Pick up the court opinion on Hall's foreclosure appeal after its last sentence and continue it.

SUPPLIED PASSAGE:
━━━
Case ID: f-appx_541/html/0430-01.html
Source: Caselaw Access Project
Author: {"author": "PER CURIAM: \n    ", "license": "Public Domain", "url": "https://static.case.law/"}
Date Created: 2024-08-24T03:29:51.129683

Raphael HALL, Plaintiff-Appellant, v. BAC HOME LOANS SERVICING, L.P., formerly known as Countrywide Home Loan Servicing, L.P.; Mortgage Electronic Registration Systems, Incorporated; Federal National Mortgage Association; Toni Stephens; Jacqueline Anne Kougl, DefendantsAppellees.
    No. 12-41023.
    United States Court of Appeals, Fifth Circuit.
    Oct. 7, 2013.
    
      Raphael Hall, Houston, TX, pro se.
    Jeffrey Ray Seewald, McGlinchey Stafford, P.L.L.C., Houston, TX, Nathan Templeton Anderson, Attorney, McGlinchey Stafford, P.L.L.C., Dallas, TX, for Defendant-Appellee.
    Before REAVLEY, ELROD, and HAYNES, Circuit Judges.
   PER CURIAM:

Plaintiff-Appellant Raphael Hall (“Hall”) brought suit in state court to challenge the non-judicial foreclosure of his property. The Defendants removed to federal court, and the district court granted summary judgment in favor of the Defendants on all claims. We AFFIRM.

I. BACKGROUND

In 2007, Hall purchased real property in Brazoria County, Texas, (“the Property”) financed with a note payable to First Mag-nus Financial Corporation (“First Mag-nus”). The note was secured by a deed of trust in favor of First Magnus. The deed of trust lists as beneficiary Mortgage Electronic Registration System (“MERS”) (as nominee for First Magnus and its successors and assigns) and the successors and assigns of MERS. The deed of trust also states that MERS “has the right to exercise any or all of those interests [granted in the deed of trust], including, but not limited to, the right to foreclose and sell the Property.” In 2009, MERS assigned its rights and interests under the note and deed of trust to BAC Home Loans Servicing, L.P. (“BAC”) by a written instrument recorded by the county clerk.
━━━
(Collected data entries)
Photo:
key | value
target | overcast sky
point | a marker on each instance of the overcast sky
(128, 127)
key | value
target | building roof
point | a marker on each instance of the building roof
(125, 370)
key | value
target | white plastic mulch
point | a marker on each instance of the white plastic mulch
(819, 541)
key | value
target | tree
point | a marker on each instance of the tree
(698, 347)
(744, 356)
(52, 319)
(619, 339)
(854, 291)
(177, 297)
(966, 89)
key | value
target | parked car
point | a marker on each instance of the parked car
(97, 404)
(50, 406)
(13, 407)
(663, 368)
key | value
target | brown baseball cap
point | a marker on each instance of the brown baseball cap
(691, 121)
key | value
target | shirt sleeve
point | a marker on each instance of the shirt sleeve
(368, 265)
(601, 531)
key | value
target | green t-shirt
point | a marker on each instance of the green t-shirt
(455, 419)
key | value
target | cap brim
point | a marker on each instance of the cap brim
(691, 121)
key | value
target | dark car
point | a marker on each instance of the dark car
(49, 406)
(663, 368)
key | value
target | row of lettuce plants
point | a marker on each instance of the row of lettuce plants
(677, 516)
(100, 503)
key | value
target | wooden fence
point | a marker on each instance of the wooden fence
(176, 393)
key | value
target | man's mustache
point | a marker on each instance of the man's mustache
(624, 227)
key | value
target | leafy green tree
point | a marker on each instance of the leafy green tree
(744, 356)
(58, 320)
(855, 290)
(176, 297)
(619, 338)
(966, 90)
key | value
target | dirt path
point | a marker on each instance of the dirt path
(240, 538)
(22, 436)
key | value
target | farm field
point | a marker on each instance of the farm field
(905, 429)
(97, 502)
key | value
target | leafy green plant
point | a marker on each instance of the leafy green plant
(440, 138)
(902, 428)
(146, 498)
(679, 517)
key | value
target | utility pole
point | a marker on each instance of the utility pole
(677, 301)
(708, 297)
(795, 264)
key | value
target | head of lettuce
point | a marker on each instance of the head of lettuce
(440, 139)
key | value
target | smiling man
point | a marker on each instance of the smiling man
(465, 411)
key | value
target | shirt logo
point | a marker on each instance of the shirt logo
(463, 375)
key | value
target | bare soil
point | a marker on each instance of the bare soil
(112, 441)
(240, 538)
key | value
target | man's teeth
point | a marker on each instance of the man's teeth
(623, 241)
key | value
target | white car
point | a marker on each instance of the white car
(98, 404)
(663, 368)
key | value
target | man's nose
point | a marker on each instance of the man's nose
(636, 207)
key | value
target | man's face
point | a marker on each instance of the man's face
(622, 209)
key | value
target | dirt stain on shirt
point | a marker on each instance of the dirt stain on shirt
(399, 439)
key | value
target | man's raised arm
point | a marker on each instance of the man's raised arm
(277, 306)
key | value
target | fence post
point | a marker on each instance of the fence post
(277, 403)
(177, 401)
━━━
REPLY TO THE EXERCISE:
Hall failed to make timely payments on his mortgage, and in October 2010, he received a notice of default stating that unless he paid the overdue amount, foreclosure proceedings would be initiated. Hall did not cure the default, and in June 2011, he received a notice of trustee’s sale with a scheduled foreclosure sale date of August 2, 2011. The foreclosure sale was postponed, and in August 2011, Hall received a second notice of trustee’s sale with a scheduled foreclosure sale date of September 6, 2011. On September 1, 2011, Hall brought suit in state court and obtained an ex parte temporary restraining order to enjoin BAC from proceeding with the non-judicial foreclosure sale. Nonetheless, the sale occurred as scheduled on September 6, 2011, with Federal National Mortgage Association (“Fannie Mae”) purchasing the Property.

Shortly thereafter, the Defendants removed the case to federal court based on diversity jurisdiction. The Defendants ultimately filed a motion for summary judgment. After Hall filed a response, the district court granted summary judgment in favor of the Defendants. Hall appealed.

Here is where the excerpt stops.